== DATA FOR THIS EXERCISE ==

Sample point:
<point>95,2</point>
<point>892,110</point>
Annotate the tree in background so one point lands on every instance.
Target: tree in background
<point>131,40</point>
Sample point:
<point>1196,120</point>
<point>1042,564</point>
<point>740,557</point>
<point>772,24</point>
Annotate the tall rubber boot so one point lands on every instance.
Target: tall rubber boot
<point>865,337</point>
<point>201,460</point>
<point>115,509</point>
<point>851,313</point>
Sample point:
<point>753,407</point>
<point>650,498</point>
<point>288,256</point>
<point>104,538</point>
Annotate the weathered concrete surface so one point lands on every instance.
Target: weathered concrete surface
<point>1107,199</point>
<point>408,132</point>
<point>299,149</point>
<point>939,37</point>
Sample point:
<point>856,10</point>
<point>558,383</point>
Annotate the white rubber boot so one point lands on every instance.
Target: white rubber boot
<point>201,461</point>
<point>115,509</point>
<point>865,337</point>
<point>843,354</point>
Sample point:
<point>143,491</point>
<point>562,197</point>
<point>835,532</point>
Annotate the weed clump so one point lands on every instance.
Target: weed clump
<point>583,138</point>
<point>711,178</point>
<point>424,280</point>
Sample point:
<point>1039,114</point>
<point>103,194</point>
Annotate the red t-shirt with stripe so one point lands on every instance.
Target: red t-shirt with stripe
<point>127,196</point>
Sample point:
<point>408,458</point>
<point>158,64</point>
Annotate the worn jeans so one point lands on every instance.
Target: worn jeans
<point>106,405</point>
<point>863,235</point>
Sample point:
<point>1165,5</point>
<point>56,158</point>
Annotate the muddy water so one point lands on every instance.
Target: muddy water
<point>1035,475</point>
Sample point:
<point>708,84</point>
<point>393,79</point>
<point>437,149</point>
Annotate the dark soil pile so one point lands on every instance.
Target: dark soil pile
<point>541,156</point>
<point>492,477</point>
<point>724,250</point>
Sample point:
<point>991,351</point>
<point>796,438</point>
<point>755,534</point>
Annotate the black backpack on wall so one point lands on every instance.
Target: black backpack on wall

===

__TASK__.
When a line of the records holds the word "backpack", copy that line.

__RESULT OF THE TASK__.
Annotate the black backpack on wall so one point lands on every instance.
Target: black backpack on wall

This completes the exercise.